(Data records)

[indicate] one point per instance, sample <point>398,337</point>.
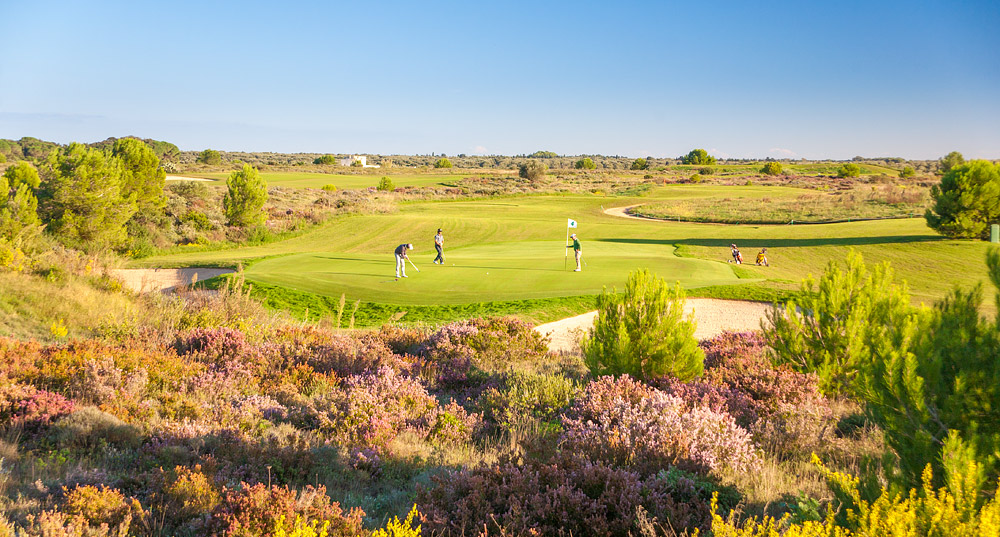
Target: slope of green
<point>344,181</point>
<point>519,242</point>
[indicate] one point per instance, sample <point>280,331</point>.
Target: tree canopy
<point>81,198</point>
<point>210,156</point>
<point>949,161</point>
<point>142,175</point>
<point>245,197</point>
<point>698,156</point>
<point>532,170</point>
<point>967,201</point>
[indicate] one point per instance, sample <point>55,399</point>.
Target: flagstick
<point>566,249</point>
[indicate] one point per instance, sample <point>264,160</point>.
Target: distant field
<point>341,181</point>
<point>800,169</point>
<point>513,249</point>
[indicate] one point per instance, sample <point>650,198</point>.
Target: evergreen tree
<point>141,175</point>
<point>828,329</point>
<point>940,383</point>
<point>245,199</point>
<point>967,201</point>
<point>81,198</point>
<point>18,204</point>
<point>643,332</point>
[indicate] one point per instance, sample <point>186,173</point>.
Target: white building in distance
<point>357,158</point>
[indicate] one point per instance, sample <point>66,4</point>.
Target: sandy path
<point>182,178</point>
<point>713,316</point>
<point>165,280</point>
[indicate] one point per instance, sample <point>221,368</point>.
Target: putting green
<point>501,271</point>
<point>520,242</point>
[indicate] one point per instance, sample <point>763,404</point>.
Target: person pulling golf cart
<point>402,258</point>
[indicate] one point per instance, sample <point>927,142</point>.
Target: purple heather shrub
<point>625,423</point>
<point>31,409</point>
<point>369,409</point>
<point>351,355</point>
<point>565,496</point>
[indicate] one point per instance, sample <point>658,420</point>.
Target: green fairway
<point>499,271</point>
<point>344,181</point>
<point>519,242</point>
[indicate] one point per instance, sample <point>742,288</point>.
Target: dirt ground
<point>165,280</point>
<point>712,315</point>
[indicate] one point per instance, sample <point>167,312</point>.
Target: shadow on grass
<point>782,243</point>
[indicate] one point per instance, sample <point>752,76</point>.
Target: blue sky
<point>741,79</point>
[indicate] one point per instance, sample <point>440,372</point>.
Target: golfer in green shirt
<point>577,252</point>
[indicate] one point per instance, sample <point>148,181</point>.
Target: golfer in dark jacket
<point>439,246</point>
<point>401,258</point>
<point>577,251</point>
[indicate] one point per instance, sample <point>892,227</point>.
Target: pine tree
<point>643,332</point>
<point>18,204</point>
<point>942,380</point>
<point>245,199</point>
<point>827,329</point>
<point>81,198</point>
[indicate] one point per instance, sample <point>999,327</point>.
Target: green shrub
<point>828,330</point>
<point>385,184</point>
<point>967,201</point>
<point>771,168</point>
<point>531,170</point>
<point>942,379</point>
<point>245,198</point>
<point>698,156</point>
<point>643,333</point>
<point>639,164</point>
<point>849,170</point>
<point>210,156</point>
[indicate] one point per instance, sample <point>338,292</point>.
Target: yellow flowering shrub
<point>947,512</point>
<point>301,528</point>
<point>395,528</point>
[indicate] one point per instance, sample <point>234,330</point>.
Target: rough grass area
<point>315,307</point>
<point>861,203</point>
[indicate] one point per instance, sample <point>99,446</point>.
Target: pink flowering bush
<point>565,496</point>
<point>259,510</point>
<point>625,423</point>
<point>29,408</point>
<point>368,409</point>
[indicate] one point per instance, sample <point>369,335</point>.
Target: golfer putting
<point>402,258</point>
<point>577,251</point>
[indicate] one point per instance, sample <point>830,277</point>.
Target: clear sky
<point>742,79</point>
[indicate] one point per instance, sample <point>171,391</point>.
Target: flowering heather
<point>368,409</point>
<point>350,355</point>
<point>29,408</point>
<point>561,497</point>
<point>257,510</point>
<point>622,422</point>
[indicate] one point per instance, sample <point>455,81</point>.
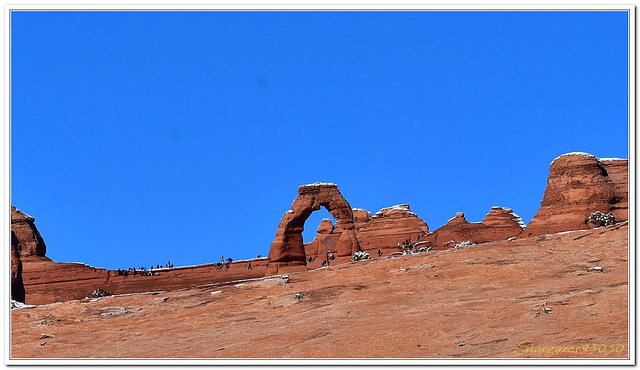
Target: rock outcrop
<point>17,285</point>
<point>385,231</point>
<point>388,227</point>
<point>287,251</point>
<point>46,281</point>
<point>27,234</point>
<point>578,185</point>
<point>499,224</point>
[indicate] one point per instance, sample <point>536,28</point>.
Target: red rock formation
<point>17,285</point>
<point>47,281</point>
<point>326,227</point>
<point>287,251</point>
<point>579,184</point>
<point>499,224</point>
<point>618,172</point>
<point>389,226</point>
<point>23,226</point>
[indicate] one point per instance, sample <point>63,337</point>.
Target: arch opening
<point>288,251</point>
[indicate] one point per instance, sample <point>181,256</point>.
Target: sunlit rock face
<point>578,185</point>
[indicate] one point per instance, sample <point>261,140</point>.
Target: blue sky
<point>139,137</point>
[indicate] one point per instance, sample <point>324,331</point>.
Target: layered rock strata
<point>17,285</point>
<point>287,252</point>
<point>27,234</point>
<point>500,223</point>
<point>578,185</point>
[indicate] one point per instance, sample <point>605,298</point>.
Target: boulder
<point>578,185</point>
<point>500,223</point>
<point>389,227</point>
<point>27,234</point>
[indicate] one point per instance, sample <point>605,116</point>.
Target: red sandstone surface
<point>27,234</point>
<point>46,281</point>
<point>503,299</point>
<point>396,304</point>
<point>579,184</point>
<point>287,252</point>
<point>499,224</point>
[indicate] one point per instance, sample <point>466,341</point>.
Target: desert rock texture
<point>578,185</point>
<point>287,251</point>
<point>27,234</point>
<point>561,295</point>
<point>557,287</point>
<point>499,224</point>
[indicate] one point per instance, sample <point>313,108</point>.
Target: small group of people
<point>143,270</point>
<point>224,263</point>
<point>328,257</point>
<point>407,244</point>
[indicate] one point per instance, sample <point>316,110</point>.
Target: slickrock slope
<point>27,234</point>
<point>388,227</point>
<point>499,224</point>
<point>493,300</point>
<point>47,281</point>
<point>579,184</point>
<point>36,279</point>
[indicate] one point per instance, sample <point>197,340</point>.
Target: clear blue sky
<point>138,137</point>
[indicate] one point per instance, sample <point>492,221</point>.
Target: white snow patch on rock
<point>321,184</point>
<point>583,154</point>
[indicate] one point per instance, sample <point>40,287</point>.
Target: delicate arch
<point>287,249</point>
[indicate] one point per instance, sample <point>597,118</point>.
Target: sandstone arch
<point>287,250</point>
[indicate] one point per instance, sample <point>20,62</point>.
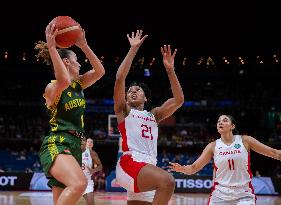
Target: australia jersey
<point>232,163</point>
<point>68,110</point>
<point>139,133</point>
<point>87,162</point>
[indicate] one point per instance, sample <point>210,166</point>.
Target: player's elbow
<point>180,100</point>
<point>276,154</point>
<point>64,83</point>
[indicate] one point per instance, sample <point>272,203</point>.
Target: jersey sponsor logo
<point>230,152</point>
<point>144,118</point>
<point>237,146</point>
<point>79,102</point>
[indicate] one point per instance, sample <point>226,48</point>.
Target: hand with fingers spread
<point>51,33</point>
<point>168,57</point>
<point>136,39</point>
<point>81,41</point>
<point>187,169</point>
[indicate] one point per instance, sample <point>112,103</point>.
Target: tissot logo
<point>7,180</point>
<point>194,183</point>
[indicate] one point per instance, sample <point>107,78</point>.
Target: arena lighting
<point>23,57</point>
<point>152,61</point>
<point>200,61</point>
<point>6,55</point>
<point>184,61</point>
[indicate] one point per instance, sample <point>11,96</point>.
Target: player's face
<point>90,143</point>
<point>224,124</point>
<point>73,65</point>
<point>135,96</point>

**WORK TO BE COMPLETED**
Print the data above verbatim from the first line through the line holding "instance, sample <point>927,142</point>.", leaving every picture out.

**RESULT FOR THIS EXERCISE**
[indicate] one point per instance, sample <point>398,337</point>.
Target: slope of green
<point>344,181</point>
<point>519,242</point>
[indicate] one point per instance, sample <point>280,331</point>.
Target: tree canopy
<point>81,198</point>
<point>210,156</point>
<point>949,161</point>
<point>142,175</point>
<point>245,197</point>
<point>698,156</point>
<point>532,170</point>
<point>967,201</point>
[indicate] one point per instance, sample <point>55,399</point>.
Target: flagstick
<point>566,249</point>
[indicate] one point per instance, sample <point>264,160</point>.
Target: distant field
<point>341,181</point>
<point>800,169</point>
<point>513,249</point>
[indicate] one point per instance, sample <point>650,198</point>.
Target: evergreen tree
<point>141,175</point>
<point>828,329</point>
<point>940,383</point>
<point>245,199</point>
<point>967,201</point>
<point>81,198</point>
<point>18,204</point>
<point>643,332</point>
[indicate] one point per instance, sample <point>186,173</point>.
Target: white building in distance
<point>357,158</point>
[indicate] one point per instance, sample <point>66,4</point>.
Target: sandy path
<point>182,178</point>
<point>713,316</point>
<point>165,280</point>
[indicate] one point per instance, sample <point>221,368</point>.
Target: putting green
<point>501,271</point>
<point>520,242</point>
[indicate] one point per instance, sample <point>763,404</point>.
Target: person pulling golf cart
<point>402,258</point>
[indicate] one point per instance, sample <point>927,142</point>.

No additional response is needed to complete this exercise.